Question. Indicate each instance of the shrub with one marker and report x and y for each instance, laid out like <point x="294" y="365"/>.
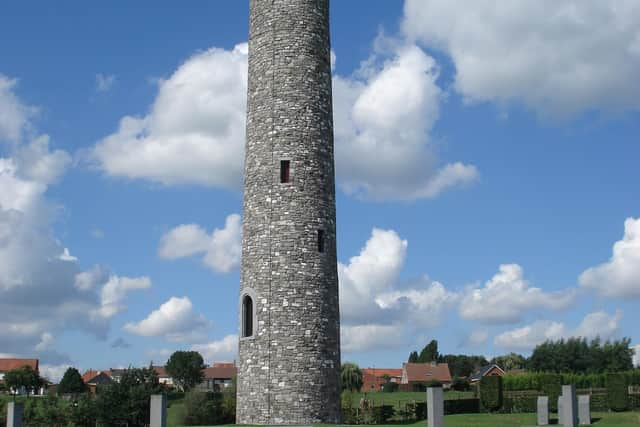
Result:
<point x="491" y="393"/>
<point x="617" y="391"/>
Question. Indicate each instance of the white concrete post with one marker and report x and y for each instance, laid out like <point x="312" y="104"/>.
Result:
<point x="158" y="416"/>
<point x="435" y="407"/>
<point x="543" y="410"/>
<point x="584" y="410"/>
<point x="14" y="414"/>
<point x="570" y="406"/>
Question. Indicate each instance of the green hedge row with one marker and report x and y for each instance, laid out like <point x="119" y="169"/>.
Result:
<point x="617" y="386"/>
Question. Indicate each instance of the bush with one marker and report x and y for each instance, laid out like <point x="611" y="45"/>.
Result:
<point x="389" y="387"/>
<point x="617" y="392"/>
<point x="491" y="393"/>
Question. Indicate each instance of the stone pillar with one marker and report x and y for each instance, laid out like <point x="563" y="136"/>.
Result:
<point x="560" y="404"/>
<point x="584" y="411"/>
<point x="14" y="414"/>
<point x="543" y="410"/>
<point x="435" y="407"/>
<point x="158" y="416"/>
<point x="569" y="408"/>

----

YOUR TASK -
Copy the records above word for word, starting at the line that contains "Question. Indicate each instance of the stone" and continuing through the end of the records.

EXPECTED ANSWER -
Question. Indicate each instance of the stone pillar with one marker and report x and y for each instance, laid out like <point x="563" y="136"/>.
Result:
<point x="560" y="404"/>
<point x="584" y="411"/>
<point x="14" y="414"/>
<point x="543" y="410"/>
<point x="435" y="407"/>
<point x="158" y="416"/>
<point x="569" y="408"/>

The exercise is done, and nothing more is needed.